> Task to complete
Using the financial statement notes, name every Oklahoma county where Petron Energy II's two gas gathering systems are located.

> Extracted text
## begin

NOTES TO CONSOLIDATED FINANCIAL STATEMENTS

September 30, 2013 and 2012

 

1. INCORPORATION AND NATURE OF OPERATIONS

Petron Energy II, Inc. (“Petron” or the “Company”) was formerly known as Petron Energy Special Corp. and was incorporated in September 2007 under the laws of the State of Texas; and, on April 2011, was reincorporated in the state of Nevada. Pursuant to a Plan of Merger, the parent company, Petron Energy Special Corp. was merged into its wholly owned subsidiary, Petron Energy II, Inc. The surviving entity was Petron Energy II, Inc. The effective date of the Plan of Merger was January 3, 2012.

The Company is engaged primarily in the acquisition, development, production, exploration for and the sale of oil, gas and gas liquids in the United States. As of September 30, 2013 the Company is operating in the states of Texas and Oklahoma. In addition, the Company operates two gas gathering systems located in Tulsa, Wagoner, Rogers and Mayes counties of Oklahoma. The pipeline consists of approximately 132 miles of steel and poly pipe, a gas processing plant and other ancillary equipment. The Company sells its oil and gas products primarily to a domestic pipeline and to another oil company.

## end

[Recorded data]
## begin

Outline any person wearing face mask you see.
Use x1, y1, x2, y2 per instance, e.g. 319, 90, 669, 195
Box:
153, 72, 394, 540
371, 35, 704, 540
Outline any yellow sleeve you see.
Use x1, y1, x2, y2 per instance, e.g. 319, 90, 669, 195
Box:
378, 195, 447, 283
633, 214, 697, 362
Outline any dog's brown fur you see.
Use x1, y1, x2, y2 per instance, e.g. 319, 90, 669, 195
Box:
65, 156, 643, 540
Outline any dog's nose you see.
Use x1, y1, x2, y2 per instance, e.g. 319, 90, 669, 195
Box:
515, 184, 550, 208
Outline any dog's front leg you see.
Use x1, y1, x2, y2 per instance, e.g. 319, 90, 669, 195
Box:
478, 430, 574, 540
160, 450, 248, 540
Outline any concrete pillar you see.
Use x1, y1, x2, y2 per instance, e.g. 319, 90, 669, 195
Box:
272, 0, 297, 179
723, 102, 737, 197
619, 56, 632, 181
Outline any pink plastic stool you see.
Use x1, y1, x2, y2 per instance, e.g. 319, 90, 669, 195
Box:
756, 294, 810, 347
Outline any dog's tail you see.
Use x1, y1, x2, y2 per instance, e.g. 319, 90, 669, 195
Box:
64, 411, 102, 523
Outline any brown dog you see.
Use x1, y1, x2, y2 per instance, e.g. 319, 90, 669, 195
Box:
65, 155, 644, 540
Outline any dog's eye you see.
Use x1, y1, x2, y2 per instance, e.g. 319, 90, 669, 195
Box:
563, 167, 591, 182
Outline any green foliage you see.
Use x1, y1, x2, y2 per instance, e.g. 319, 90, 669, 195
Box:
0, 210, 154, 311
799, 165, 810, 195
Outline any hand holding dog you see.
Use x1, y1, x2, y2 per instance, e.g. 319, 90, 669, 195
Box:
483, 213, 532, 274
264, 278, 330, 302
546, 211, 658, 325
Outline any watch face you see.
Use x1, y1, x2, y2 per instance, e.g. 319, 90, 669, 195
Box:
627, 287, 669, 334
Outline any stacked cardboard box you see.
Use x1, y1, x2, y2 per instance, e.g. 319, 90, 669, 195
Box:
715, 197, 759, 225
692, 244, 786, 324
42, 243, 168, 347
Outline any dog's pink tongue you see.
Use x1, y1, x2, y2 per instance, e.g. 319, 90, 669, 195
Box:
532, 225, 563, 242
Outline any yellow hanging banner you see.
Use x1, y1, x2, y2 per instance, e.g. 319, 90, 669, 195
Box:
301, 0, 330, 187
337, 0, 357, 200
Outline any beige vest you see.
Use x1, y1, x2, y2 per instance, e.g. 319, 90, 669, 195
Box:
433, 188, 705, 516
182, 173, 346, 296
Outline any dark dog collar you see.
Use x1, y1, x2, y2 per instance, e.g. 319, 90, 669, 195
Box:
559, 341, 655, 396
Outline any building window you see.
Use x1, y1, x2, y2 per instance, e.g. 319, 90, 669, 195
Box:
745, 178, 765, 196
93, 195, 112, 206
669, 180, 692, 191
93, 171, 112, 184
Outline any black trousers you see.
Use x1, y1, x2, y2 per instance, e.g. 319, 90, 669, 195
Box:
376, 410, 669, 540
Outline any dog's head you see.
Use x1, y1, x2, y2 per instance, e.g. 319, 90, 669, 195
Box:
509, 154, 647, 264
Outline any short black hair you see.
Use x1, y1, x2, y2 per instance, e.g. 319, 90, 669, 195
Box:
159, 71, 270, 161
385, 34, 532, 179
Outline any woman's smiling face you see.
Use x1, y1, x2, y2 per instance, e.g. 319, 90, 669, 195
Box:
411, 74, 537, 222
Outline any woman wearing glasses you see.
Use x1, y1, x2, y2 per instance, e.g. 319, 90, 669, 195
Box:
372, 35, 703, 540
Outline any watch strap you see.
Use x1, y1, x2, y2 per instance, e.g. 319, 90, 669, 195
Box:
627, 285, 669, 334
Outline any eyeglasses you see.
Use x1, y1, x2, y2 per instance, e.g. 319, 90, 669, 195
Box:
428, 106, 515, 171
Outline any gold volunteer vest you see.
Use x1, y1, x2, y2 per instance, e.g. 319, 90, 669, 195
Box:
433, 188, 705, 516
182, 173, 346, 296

## end
## begin

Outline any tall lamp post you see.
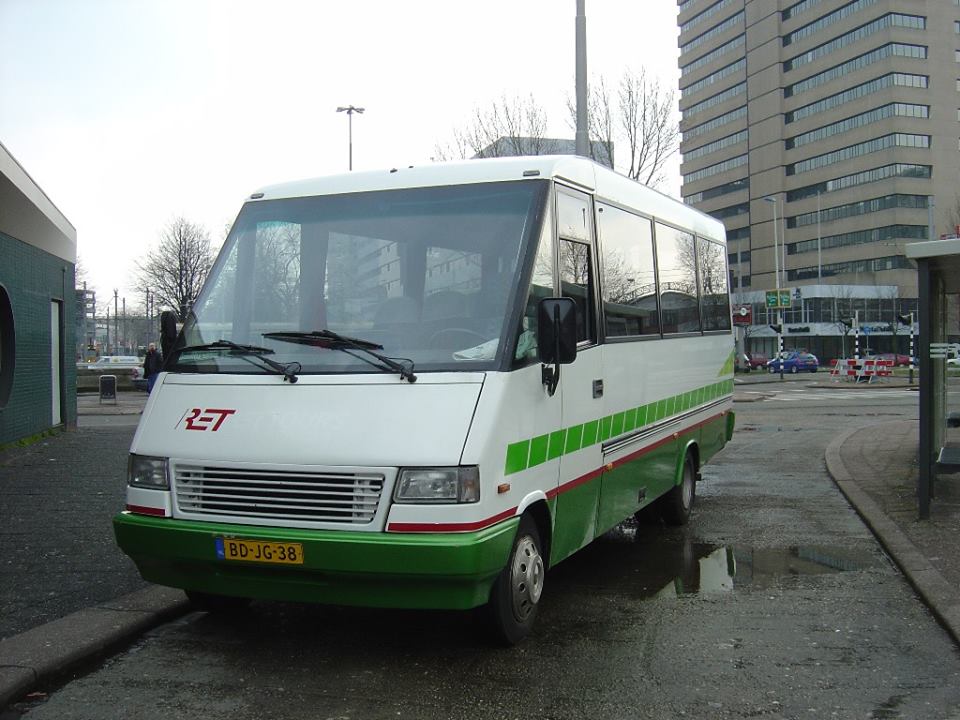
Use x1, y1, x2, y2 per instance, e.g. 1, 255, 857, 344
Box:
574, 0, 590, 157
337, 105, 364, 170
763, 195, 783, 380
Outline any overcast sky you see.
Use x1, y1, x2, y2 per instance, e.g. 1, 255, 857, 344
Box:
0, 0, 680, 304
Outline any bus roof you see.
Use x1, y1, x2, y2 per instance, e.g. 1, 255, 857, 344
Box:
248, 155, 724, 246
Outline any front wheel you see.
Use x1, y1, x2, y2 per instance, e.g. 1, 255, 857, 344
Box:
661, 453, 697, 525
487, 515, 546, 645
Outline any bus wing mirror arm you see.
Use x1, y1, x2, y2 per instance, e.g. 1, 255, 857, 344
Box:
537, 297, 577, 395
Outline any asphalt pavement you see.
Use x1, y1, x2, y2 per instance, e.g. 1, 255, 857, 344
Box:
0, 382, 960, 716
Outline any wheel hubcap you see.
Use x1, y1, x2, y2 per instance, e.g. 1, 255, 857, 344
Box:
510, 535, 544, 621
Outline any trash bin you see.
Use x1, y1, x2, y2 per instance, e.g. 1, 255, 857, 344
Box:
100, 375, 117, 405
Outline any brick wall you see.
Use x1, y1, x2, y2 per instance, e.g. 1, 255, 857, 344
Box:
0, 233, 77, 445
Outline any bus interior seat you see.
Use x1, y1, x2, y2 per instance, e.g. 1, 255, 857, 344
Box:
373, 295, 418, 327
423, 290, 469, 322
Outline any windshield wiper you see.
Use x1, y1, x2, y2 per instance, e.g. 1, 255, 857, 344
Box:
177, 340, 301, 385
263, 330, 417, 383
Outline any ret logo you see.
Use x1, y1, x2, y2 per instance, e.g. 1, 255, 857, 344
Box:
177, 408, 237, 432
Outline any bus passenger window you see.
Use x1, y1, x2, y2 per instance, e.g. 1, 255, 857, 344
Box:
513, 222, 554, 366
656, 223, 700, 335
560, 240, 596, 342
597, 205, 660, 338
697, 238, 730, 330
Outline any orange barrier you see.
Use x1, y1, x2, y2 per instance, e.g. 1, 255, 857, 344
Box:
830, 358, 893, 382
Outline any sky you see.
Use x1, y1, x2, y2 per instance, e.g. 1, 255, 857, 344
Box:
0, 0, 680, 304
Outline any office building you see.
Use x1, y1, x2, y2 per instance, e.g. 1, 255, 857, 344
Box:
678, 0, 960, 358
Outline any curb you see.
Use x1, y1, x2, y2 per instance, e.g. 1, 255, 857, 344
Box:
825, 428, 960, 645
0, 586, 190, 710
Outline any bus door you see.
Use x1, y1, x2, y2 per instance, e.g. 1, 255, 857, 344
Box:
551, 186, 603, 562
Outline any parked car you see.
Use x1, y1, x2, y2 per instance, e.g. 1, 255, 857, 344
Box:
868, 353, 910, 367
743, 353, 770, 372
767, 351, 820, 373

## end

> Output of the exercise
Tulsa, Wagoner, Rogers, and Mayes